EXERCISE PROMPT:
Retype the text on the 2024 European Parliament election in the Czech Republic word for word, beginning at "Elections were held" and continuing through "place after Brexit.".

EXTRACT:
= = =
All 21 Czech seats in the European Parliament
- Opinion polls
- Turnout: 36.45% (▲7.74pp)
|  | First party | Second party | Third party |
| Leader | Klára Dostálová | Alexandr Vondra | Filip Turek |
| Party | ANO | SPOLU | Přísaha–AUTO |
| Alliance | RE | ECR/EPP |  |
| Last election | 21.19%, 6 seats | 33.44%, 8 seats | New |
| Seats won | 7 | 6 | 2 |
| Seat change | +1 | −2 | New |
| Popular vote | 776,158 | 661,250 | 304,623 |
| Percentage | 26.14% | 22.27% | 10.26% |
| Swing | +4.95% | +0.48% | New |
|  | Fourth party | Fifth party | Sixth party |
| Leader | Kateřina Konečná | Danuše Nerudová | Marcel Kolaja |
| Party | Stačilo! | STAN | Pirates |
| Alliance | The Left | EPP | Greens/EFA |
| Last election | 6.94%, 1 seat | 11.65%, 1 seat | 13.95%, 3 seats |
| Seats won | 2 | 2 | 1 |
| Seat change | +1 | +1 | −2 |
| Popular vote | 283,935 | 258,431 | 184,091 |
| Percentage | 9.56% | 8.70% | 6.20% |
| Swing | +2.62% | N/A | −7.75% |
|  | Seventh party |  |
| Leader | Petr Mach |  |
| Party | SPD |  |
| Alliance | ID |  |
| Last election | 9.14%, 2 seats |  |
| Seats won | 1 |  |
| Seat change | −1 |  |
| Popular vote | 170,172 |  |
| Percentage | 5.73% |  |
| Swing | −3.41% |  |

= 2024 European Parliament election in the Czech Republic =

Elections were held in the Czech Republic from 7 to 8 June 2024 to elect 21 Czech representatives for the European Parliament, alongside the EU-wide 2024 European Parliament election. This was the fifth parliamentary election since the Czech Republic's EU accession in 2004, and the first to take place after Brexit.

== Electoral system ==
The 21 members were elected through semi-open list proportional representation in a single nationwide constituency with seats allocated through D'Hondt method and a 5% electoral threshold for both single parties and coalitions of two or more parties.
= = =
SUPPLIED DATA:
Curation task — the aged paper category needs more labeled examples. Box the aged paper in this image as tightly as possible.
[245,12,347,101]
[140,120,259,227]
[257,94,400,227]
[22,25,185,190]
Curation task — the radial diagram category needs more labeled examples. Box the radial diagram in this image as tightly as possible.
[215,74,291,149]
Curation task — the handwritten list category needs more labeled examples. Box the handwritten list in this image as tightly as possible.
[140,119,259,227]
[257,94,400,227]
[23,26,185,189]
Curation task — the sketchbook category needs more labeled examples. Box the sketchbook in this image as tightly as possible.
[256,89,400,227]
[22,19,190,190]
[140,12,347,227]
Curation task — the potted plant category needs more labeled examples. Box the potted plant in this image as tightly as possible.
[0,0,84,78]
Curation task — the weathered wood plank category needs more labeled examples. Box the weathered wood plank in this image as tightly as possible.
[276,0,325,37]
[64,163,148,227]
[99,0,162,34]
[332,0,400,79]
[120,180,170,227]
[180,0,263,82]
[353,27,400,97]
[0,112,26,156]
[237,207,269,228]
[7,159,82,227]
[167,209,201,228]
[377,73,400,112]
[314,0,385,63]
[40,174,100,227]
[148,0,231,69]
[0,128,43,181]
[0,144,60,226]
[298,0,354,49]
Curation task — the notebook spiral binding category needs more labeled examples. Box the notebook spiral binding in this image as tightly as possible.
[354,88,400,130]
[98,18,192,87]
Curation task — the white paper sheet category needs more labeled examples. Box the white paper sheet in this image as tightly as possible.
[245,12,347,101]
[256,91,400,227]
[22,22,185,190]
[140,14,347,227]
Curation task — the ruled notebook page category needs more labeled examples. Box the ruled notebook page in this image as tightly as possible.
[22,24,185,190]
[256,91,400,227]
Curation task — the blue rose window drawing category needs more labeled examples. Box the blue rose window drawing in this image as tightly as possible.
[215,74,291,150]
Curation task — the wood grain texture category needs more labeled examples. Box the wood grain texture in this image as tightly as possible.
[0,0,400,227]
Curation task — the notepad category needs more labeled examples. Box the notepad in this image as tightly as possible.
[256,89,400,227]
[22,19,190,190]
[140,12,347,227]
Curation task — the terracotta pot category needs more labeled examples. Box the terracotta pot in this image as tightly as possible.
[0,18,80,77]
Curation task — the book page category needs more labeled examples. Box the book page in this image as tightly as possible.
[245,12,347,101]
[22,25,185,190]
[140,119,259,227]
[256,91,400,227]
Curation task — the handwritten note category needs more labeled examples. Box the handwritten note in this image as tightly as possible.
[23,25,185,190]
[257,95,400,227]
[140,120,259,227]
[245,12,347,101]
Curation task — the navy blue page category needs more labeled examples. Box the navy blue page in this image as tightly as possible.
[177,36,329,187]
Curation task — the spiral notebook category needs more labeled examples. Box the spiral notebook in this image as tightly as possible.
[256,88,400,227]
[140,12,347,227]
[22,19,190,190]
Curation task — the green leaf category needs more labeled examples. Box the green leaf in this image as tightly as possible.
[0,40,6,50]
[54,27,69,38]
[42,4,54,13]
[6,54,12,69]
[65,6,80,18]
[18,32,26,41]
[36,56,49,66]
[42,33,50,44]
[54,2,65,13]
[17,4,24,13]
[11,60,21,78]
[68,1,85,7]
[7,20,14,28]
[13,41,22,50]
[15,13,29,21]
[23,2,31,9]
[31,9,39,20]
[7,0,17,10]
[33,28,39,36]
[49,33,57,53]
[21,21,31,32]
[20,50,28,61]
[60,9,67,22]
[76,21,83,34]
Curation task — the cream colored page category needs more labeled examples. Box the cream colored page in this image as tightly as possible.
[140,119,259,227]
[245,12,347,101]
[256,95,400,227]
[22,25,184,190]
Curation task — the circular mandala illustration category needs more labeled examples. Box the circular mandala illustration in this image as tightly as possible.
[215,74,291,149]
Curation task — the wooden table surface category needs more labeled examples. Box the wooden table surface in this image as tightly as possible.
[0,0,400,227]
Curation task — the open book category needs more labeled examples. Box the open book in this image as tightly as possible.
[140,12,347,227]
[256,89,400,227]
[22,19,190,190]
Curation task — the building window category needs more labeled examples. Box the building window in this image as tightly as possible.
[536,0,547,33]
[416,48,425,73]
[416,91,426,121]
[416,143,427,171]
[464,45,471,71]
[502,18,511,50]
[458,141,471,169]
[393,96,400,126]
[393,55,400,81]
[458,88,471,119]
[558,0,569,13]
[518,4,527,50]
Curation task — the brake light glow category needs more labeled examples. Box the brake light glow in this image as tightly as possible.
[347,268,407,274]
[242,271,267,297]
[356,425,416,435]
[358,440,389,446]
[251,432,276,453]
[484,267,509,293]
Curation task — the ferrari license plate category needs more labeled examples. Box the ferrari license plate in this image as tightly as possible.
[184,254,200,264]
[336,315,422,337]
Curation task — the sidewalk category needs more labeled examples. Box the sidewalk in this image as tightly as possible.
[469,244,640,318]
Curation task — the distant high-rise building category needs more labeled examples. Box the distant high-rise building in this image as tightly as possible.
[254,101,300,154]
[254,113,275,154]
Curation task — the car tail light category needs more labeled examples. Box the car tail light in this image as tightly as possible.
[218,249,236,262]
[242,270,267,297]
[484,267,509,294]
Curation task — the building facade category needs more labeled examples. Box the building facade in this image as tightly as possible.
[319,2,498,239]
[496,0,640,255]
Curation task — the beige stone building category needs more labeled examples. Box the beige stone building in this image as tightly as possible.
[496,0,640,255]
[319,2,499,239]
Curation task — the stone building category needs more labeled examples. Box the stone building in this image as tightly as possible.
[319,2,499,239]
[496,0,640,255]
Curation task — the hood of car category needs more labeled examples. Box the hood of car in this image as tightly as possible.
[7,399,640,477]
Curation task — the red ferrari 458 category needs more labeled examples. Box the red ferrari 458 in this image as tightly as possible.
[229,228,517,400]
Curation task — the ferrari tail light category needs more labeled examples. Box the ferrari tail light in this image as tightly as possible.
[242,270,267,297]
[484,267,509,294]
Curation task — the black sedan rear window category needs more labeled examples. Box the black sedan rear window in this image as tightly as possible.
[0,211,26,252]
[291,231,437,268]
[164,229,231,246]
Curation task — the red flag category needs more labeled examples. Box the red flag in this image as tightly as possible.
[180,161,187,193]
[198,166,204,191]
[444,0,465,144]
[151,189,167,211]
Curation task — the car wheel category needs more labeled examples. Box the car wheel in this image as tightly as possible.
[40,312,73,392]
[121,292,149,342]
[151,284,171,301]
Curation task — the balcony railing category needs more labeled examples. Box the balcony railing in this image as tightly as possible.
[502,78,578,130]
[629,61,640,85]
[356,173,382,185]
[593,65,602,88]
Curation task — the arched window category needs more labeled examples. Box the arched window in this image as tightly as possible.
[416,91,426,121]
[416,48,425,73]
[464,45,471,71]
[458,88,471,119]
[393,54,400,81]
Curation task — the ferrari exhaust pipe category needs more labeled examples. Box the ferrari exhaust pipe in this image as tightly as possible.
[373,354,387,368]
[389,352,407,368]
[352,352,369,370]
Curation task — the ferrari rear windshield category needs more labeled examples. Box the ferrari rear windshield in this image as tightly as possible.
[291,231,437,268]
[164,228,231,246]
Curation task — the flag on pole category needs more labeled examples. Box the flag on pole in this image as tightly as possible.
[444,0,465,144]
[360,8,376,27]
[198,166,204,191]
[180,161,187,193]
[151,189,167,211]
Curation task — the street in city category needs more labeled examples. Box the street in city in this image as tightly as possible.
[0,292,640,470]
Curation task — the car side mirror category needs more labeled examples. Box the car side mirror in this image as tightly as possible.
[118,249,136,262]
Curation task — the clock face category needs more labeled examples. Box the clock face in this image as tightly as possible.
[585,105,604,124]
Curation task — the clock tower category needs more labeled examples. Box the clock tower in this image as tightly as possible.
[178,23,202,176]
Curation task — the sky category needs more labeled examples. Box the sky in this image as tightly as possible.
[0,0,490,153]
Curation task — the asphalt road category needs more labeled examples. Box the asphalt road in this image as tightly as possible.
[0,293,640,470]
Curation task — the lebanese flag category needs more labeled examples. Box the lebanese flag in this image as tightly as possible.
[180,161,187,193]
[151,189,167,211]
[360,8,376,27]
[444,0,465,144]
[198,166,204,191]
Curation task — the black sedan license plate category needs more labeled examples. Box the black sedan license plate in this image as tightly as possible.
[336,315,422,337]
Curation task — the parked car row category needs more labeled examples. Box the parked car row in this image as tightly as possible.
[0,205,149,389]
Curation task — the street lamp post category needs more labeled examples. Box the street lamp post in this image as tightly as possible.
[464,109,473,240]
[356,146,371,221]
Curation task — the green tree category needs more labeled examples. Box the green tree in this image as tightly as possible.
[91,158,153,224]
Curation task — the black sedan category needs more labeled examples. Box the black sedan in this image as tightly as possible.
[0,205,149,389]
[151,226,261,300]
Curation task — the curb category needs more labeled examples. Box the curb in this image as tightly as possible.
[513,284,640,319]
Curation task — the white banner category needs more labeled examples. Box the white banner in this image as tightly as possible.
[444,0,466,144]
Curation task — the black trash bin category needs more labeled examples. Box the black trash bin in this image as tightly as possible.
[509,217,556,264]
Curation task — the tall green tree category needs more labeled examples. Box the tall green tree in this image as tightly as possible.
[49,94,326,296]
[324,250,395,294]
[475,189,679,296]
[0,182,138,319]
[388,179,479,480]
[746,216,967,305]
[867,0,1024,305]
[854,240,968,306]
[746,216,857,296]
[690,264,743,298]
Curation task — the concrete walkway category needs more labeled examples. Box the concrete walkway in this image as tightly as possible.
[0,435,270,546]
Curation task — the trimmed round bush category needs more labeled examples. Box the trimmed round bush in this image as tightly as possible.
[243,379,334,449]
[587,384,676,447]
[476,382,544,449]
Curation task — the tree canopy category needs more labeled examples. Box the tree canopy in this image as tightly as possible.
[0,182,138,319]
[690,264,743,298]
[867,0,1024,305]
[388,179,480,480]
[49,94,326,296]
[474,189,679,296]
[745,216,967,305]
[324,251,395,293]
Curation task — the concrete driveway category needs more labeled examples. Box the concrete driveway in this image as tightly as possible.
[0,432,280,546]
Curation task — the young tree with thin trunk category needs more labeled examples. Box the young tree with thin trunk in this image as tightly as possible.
= = =
EXPECTED ANSWER:
Elections were held in the Czech Republic from 7 to 8 June 2024 to elect 21 Czech representatives for the European Parliament, alongside the EU-wide 2024 European Parliament election. This was the fifth parliamentary election since the Czech Republic's EU accession in 2004, and the first to take place after Brexit.